## Приведённый отрывок
○ ○ ○ ○ ○ ○ ○

Наконец, что ищут в самосознании философы, психологи, антропологи и социологи? Некие единые сущности, аналогичные тем законам природы, которыми занимаются физики, химики и биологи. А законы природы исключают свободу воли. Физические тела можно в полной мере называть «зомбированными». Эйнштейна возмутило в квантовом принципе неопределенности именно то, что частицы отказываются вести себя так, как должно это всем зомби: делать лишь то, что им предписано свыше. Но предписано кем? Ведь не Гейзенбергом и не Эйнштейном! А кем? Богом? Панпсихическим Сознанием? Нуминозным Я? При этом мы должны признать, что это нуминозное Я найдется и в инопланетном самосознании. Так что инопланетяне тоже должны подчиняться неким общим законам не только физики, но и психологии. В частности, у них тоже может быть религия.

○ ○ ○ ○ ○ ○ ○

## Записанные данные
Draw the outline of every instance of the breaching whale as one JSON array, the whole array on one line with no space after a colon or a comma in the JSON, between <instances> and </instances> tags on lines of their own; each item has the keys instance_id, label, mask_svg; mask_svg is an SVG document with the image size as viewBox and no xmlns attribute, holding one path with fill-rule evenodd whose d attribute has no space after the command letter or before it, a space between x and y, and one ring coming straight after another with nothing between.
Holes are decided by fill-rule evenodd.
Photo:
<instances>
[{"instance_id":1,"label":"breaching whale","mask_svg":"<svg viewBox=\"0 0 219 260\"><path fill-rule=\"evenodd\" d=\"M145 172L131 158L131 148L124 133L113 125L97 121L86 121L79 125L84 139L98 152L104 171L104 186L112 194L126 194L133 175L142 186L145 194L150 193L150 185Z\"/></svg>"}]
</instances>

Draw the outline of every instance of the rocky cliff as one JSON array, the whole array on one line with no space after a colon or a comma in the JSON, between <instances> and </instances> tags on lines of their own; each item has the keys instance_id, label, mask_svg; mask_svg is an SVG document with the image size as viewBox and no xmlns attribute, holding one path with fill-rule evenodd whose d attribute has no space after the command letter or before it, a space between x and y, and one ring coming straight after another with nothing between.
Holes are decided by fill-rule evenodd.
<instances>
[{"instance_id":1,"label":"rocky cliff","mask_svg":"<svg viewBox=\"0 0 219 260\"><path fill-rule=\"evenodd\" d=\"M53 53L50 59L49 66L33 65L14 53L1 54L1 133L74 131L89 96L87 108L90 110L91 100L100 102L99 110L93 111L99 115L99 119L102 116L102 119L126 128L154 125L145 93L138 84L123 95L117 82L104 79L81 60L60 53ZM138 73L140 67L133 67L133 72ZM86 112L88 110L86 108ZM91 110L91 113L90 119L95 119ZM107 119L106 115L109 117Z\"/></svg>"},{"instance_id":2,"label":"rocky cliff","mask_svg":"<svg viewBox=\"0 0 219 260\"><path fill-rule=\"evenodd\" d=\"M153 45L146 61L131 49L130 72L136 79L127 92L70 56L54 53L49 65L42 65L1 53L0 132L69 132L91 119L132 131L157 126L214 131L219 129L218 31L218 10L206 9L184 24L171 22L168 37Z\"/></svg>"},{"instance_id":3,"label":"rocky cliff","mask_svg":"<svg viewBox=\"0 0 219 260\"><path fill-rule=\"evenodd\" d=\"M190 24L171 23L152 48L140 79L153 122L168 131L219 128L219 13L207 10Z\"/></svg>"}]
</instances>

○ ○ ○ ○ ○ ○ ○

Объясните по отрывку о самосознании, почему физические тела можно в полной мере называть «зомбированными». Уложитесь в одно–три предложения. Данные здесь никак не используются.

Физические тела подчиняются законам природы, которыми занимаются физики, химики и биологи, а эти законы исключают свободу воли. Поэтому такие тела делают лишь то, что им предписано свыше, как и положено зомби.